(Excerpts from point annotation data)

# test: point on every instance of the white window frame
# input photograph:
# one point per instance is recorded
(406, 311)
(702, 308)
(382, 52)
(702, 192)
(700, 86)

* **DIRECTIVE**
Put every line of the records above into a Markdown table with two columns, "Row" for the row number and "Line" for the line itself, and leave out any blank lines.

* **PROBLEM SOLUTION**
| Row | Line |
|---|---|
| 1 | # test: point on every instance of the white window frame |
| 2 | # input photograph: |
| 3 | # one point per instance is recorded |
| 4 | (406, 311) |
| 5 | (702, 308) |
| 6 | (382, 52) |
| 7 | (702, 192) |
| 8 | (700, 86) |